**Exercise objective**
Return the notebook excerpt on star and galaxy classification accuracy by magnitude verbatim, from its heading to its final line of code.

**Text excerpt**
#####
# Accuracy as a function of mag for stars/galaxies

In this notebook we show how the "update" RF model classifies both point sources and extended sources as a function of magnitude.

In [1]:
import sys,os,math
import numpy as np
import pandas as pd
from matplotlib import pyplot as plt
from matplotlib import rcParams
rcParams["font.family"] = "sans-serif"
rcParams['font.sans-serif'] = ['DejaVu Sans']
from matplotlib import gridspec as grs
from matplotlib import cm
from matplotlib.legend import Legend
from mpl_toolkits.axes_grid1.inset_locator import inset_axes


from astropy.table import Table
import seaborn as sns
import statsmodels.nonparametric.api as smnp
from statsmodels.nonparametric.kernel_density import KDEMultivariate
from scipy import stats
from sklearn.ensemble import RandomForestClassifier
from sklearn.metrics import roc_curve, accuracy_score, auc, roc_auc_score
from sklearn.model_selection import StratifiedKFold, train_test_split
from numpy import interp



In [2]:
%matplotlib notebook

## Preload the data

In [3]:
hst_tab = Table.read("HST_COSMOS_Forcefeatures_adamamiller.fit").to_pandas()
#####
[Annotation dataset entries]
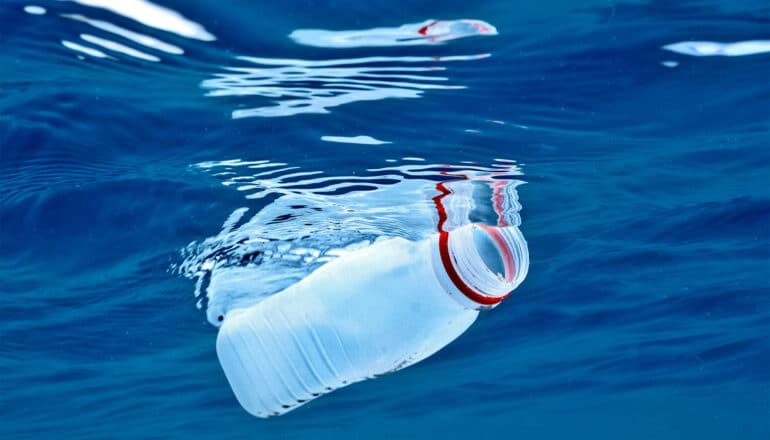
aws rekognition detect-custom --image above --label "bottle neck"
[431,224,529,310]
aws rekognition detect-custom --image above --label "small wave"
[663,40,770,57]
[201,54,489,119]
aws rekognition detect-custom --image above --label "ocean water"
[0,0,770,439]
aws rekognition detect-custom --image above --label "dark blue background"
[0,0,770,439]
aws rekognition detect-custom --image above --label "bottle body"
[217,238,478,417]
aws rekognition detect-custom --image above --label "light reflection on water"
[201,54,489,119]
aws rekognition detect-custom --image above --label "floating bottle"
[217,222,529,417]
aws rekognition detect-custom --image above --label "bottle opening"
[437,224,529,308]
[473,228,506,278]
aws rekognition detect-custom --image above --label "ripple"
[663,40,770,57]
[65,0,216,41]
[321,136,391,145]
[289,19,497,48]
[201,54,489,119]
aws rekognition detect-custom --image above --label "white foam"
[663,40,770,57]
[65,0,216,41]
[321,136,391,145]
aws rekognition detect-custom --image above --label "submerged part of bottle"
[289,18,497,48]
[217,224,529,417]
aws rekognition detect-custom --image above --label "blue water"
[0,0,770,439]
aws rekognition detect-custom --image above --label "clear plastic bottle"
[217,224,529,417]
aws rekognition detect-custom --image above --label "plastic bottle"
[217,224,529,417]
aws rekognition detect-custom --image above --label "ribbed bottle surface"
[217,235,478,417]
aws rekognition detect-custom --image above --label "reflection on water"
[201,54,489,119]
[24,0,210,62]
[289,19,497,48]
[663,40,770,57]
[321,136,390,145]
[62,0,216,41]
[62,14,184,55]
[174,158,522,325]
#####
**Solution below**
# Accuracy as a function of mag for stars/galaxies

In this notebook we show how the "update" RF model classifies both point sources and extended sources as a function of magnitude.

In [1]:
import sys,os,math
import numpy as np
import pandas as pd
from matplotlib import pyplot as plt
from matplotlib import rcParams
rcParams["font.family"] = "sans-serif"
rcParams['font.sans-serif'] = ['DejaVu Sans']
from matplotlib import gridspec as grs
from matplotlib import cm
from matplotlib.legend import Legend
from mpl_toolkits.axes_grid1.inset_locator import inset_axes


from astropy.table import Table
import seaborn as sns
import statsmodels.nonparametric.api as smnp
from statsmodels.nonparametric.kernel_density import KDEMultivariate
from scipy import stats
from sklearn.ensemble import RandomForestClassifier
from sklearn.metrics import roc_curve, accuracy_score, auc, roc_auc_score
from sklearn.model_selection import StratifiedKFold, train_test_split
from numpy import interp



In [2]:
%matplotlib notebook

## Preload the data

In [3]:
hst_tab = Table.read("HST_COSMOS_Forcefeatures_adamamiller.fit").to_pandas()